[Texte source]
###
Comme nous l'avons observé, la SHQ poursuit son mandat
en exécutant ou faisant exécuter des recherches, des
études, des enquêtes ou des inventaires sur les besoins et les
conditions d'habitation de la population. Elle en assume aussi la diffusion
auprès de ses partenaires.
La Société d'habitation du Québec a mis
sur pied un réseau de partenaires publics ou privés pour
travailler en coopération dans l'administration de ses programmes. En
effet, la SHQ peut aujourd'hui compter sur un réseau de quelque 650
offices municipaux d'habitation et d'environ 200 municipalités et
municipalités régionales, de comtés mandataires. En plus,
elle collabore avec une centaine de coopératives d'habitation, et
environ 300 organismes sans but lucratif, en tant que propriétaires et
gestionnaires de logements sociaux.
Quant à son champ d'intervention, la SHQ réalise
les divers aspects de son mandat en fournissant des produits et des services
à sa clientèle. Elle joue ainsi un rôle essentiel dans le
domaine de l'aide au logement social. Cela s'explique par le fait que la SHQ
met à la disposition des ménages à faible revenu. des
logements à loyer modique dont elle subventionne l'exploitation en vertu
des programmes à frais partagés avec la Sociètc
Canadienne d'hypothèques et de logement. Par ailleurs,
en appliquant toujours la politique redistributive, la SHQ soutient
financièrement ces ménages de façon à leur
permettre de se loger à coût modique, dans des logements du
marché locatif privé. Elle leur verse directement une allocation
contribuant à alléger la part de leurs revenus consacrée
au logement.
###
[Lignes fournies]
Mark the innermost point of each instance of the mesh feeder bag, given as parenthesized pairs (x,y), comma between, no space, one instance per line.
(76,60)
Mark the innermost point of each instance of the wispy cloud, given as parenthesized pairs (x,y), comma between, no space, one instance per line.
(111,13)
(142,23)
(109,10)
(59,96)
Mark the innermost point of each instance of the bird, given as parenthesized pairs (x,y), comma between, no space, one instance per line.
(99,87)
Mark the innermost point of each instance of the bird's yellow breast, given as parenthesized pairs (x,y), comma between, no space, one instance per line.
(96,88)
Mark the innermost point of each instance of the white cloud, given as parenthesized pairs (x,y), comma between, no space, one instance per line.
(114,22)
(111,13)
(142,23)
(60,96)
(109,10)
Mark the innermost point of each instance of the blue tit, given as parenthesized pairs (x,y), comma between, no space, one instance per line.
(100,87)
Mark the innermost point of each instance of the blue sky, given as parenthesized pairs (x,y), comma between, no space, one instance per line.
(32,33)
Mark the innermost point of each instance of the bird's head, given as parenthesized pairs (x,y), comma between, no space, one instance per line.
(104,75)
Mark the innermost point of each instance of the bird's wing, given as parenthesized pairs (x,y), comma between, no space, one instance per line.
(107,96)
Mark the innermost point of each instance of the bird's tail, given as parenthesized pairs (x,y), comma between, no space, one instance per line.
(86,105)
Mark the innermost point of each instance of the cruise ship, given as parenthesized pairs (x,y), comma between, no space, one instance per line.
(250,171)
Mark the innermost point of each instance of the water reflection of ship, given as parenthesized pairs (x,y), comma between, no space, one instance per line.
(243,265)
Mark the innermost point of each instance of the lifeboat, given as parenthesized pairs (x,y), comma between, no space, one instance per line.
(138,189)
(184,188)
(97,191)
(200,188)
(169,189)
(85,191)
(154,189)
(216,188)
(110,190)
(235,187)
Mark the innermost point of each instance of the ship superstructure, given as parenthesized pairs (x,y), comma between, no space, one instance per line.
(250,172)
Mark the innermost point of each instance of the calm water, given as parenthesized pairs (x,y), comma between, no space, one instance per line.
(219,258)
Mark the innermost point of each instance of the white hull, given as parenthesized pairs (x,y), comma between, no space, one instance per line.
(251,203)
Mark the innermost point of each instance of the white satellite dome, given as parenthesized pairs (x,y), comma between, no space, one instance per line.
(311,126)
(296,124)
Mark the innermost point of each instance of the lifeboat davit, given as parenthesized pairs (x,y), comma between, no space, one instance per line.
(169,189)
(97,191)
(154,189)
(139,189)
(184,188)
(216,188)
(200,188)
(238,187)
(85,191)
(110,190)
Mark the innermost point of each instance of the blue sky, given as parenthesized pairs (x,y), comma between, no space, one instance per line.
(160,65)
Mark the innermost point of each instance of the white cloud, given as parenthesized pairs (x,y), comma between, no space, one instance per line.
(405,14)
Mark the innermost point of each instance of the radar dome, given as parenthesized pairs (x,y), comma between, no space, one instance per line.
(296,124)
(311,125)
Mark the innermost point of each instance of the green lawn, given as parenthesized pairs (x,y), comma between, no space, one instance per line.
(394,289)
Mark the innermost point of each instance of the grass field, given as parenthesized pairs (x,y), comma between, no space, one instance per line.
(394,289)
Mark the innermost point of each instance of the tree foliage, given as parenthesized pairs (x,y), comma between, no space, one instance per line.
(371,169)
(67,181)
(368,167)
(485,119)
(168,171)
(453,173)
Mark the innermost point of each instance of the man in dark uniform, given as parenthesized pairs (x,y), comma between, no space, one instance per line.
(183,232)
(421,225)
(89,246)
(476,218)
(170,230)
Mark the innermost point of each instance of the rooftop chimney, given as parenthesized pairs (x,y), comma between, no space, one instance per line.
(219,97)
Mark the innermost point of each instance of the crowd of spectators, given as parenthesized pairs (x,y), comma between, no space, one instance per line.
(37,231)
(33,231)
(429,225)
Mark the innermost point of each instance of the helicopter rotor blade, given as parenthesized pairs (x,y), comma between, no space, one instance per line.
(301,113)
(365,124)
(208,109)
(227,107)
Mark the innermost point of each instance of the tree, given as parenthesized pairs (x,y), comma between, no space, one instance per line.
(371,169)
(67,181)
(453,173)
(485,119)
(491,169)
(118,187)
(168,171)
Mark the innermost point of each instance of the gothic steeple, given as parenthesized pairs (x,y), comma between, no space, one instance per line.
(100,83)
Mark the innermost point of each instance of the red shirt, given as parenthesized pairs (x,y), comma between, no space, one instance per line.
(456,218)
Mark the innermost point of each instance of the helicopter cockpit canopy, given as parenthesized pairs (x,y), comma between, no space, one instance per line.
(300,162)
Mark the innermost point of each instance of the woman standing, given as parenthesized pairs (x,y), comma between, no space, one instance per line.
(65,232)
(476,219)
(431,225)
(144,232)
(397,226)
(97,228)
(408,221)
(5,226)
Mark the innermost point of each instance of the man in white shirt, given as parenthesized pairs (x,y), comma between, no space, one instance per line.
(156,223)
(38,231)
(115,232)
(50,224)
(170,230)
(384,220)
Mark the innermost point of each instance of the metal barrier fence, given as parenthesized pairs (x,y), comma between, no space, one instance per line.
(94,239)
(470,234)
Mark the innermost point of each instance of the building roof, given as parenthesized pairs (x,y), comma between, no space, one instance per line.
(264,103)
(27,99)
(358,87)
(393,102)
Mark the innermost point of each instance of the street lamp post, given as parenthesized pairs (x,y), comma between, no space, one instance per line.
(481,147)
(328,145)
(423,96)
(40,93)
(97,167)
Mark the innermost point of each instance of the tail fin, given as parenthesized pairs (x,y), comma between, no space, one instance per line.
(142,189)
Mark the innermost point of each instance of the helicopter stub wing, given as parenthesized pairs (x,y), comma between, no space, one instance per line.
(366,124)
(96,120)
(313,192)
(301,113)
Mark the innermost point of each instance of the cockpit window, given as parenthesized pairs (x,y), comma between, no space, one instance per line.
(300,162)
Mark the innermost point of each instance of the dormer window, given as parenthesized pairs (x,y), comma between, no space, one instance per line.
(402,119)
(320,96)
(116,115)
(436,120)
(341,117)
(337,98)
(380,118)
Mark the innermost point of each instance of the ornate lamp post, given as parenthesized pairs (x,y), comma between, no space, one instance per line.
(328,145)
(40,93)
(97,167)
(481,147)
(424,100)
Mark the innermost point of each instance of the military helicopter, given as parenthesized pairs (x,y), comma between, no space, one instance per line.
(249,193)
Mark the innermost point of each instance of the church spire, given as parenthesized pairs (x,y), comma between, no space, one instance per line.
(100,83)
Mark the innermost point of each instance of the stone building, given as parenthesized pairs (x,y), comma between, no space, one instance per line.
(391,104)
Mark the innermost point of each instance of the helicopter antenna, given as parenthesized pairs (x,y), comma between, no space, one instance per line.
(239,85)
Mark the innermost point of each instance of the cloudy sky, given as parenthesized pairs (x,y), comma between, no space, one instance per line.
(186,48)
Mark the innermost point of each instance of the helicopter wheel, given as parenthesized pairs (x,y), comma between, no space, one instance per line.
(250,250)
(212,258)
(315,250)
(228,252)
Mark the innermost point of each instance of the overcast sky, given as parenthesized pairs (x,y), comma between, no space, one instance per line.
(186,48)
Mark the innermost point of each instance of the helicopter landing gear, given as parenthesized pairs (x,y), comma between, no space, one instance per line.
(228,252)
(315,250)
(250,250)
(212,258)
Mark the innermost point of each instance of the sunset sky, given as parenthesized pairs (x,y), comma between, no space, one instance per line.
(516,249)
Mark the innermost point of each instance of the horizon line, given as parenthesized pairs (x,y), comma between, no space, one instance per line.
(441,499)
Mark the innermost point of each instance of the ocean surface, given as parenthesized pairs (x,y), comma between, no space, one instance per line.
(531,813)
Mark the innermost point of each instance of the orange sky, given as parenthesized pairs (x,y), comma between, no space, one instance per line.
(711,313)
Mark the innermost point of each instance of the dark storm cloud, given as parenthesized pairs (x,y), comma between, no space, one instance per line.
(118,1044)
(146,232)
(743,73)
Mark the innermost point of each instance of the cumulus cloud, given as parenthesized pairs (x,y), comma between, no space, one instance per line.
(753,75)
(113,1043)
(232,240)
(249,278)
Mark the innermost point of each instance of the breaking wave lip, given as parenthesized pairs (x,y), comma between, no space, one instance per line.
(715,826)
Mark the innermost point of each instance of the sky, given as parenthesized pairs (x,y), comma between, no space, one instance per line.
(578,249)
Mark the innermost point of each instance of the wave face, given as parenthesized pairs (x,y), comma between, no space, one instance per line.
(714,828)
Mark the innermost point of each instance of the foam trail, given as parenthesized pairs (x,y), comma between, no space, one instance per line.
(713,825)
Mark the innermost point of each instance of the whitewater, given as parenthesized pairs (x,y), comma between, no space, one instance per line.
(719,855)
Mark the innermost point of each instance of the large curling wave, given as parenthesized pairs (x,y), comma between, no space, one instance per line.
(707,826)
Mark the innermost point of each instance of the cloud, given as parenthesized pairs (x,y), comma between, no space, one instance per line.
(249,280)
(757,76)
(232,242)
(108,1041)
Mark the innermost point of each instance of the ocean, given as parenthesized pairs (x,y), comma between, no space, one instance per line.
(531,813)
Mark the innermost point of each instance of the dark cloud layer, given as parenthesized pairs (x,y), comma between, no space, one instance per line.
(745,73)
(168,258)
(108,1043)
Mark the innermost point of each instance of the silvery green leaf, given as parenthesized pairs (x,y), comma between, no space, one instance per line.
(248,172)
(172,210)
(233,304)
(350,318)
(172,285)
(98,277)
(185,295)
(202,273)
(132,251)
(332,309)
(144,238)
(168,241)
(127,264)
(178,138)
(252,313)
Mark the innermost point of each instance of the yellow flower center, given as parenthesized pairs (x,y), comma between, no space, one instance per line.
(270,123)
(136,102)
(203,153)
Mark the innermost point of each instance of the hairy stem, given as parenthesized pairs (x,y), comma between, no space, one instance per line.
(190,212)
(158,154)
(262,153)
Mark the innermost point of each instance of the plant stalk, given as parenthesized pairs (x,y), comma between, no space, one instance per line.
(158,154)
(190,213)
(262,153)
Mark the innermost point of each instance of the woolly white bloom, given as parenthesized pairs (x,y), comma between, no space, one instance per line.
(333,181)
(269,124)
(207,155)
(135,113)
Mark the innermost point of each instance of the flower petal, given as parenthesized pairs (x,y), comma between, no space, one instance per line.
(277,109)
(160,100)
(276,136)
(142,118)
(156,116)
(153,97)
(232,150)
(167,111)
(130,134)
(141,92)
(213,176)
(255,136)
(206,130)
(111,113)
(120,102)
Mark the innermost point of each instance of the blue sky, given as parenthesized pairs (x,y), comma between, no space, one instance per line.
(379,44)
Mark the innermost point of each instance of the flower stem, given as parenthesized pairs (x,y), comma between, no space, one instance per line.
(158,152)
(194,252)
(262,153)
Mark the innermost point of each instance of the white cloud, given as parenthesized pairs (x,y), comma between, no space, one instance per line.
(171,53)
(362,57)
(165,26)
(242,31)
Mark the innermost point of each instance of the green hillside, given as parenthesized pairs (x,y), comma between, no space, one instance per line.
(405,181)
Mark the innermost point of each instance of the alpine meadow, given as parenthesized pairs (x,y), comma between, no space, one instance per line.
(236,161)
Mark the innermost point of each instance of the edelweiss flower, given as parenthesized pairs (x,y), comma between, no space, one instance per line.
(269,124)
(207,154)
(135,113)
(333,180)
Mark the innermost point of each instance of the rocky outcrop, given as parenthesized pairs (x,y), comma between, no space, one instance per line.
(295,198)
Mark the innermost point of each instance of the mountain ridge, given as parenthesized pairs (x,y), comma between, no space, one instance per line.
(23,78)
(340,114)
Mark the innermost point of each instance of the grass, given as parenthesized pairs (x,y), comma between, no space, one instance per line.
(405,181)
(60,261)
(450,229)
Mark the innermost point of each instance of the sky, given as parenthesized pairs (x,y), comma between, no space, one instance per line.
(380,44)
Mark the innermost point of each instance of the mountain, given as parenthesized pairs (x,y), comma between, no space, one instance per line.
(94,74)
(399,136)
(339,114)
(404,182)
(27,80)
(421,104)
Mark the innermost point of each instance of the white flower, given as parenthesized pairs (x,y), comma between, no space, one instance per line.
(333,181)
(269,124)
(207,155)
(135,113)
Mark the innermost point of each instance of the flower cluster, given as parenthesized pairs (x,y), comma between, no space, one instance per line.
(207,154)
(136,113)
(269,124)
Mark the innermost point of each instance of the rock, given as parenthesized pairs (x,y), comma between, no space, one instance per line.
###
[Exercice court A] Selon le texte sur la Société d'habitation du Québec, sur combien d'offices municipaux d'habitation la SHQ peut-elle aujourd'hui compter ?
[Exercice court B] Énumérez tous les types de travaux que, d'après le texte sur la Société d'habitation du Québec, la SHQ exécute ou fait exécuter sur les besoins et les conditions d'habitation de la population.
[Exercice court C] Rédigez la suite du texte sur la Société d'habitation du Québec à partir de sa dernière phrase.

[Résultat A] Sur quelque 650 offices municipaux d'habitation.

[Résultat B] Des recherches, des études, des enquêtes et des inventaires.

[Résultat C]
Au niveau du domaine de l'amélioration de l'habitat,
les interventions de la SHQ comprennent à la fois l'aide à la
rénovation de logements détériorés, et le soutien
à l'adaptation des logements destinés à des personnes
handicapées. Quelques-unes de ces interventions s'adressent aussi
à des ménages à faible revenu. A la lumière de ces
deux modes d'intervention, il ressort que l'aide allouée par la SHQ
embrasse plusieurs formes, qui se traduisent par des coûts, et des effets
divers, selon les clientèles ou les besoins particuliers, auxquels sont
destinés les programmes d'aide; et, à moins qu'ils
découlent soit d'une entente fédérale-provinciale, ou
d'une élaboration par le gouvernement du Québec seulement. De
plus, l'intervention de la Société s'effectue auprès
d'autres catégories de ménages afin de leur permettre
d'accéder à la propriété résidentielle, tout
en encourageant l'activité des secteurs de la construction et de la
rénovation résidentielle.
Concernant les moyens dont dispose la Société
pour répondre aux besoins dans son champ d'action, elle compte, en
fin décembre 1995, un effectif total de 441 postes, dont 424
permanents et 17 occasionnels. Le coût total des programmes de la
Société s'établit à 519 millions de dollars pour
l'année 1995, par rapport à 405 millions de dollars pour
l'année 1990, soit une augmentation de 128 Pour l'année 1995, le
gouvernement du Québec a contribué pour un montant de 279,1
millions de dollars, tandis que la contribution du gouvernement
fédéral, par le truchement de son mandataire, la
Société Canadienne d'hypothèques et de logement, s'est
élevé à 239,9 millions de dollars, pour les programmes
à frais partagés.
Enfin, la SHQ gère un budget de l'ordre d'un
demi-milliard de dollars, lequel lui a facilité l'intervention
auprès de plus de 236,000 ménages en 1995, par rapport à
176,769 ménages en 1990.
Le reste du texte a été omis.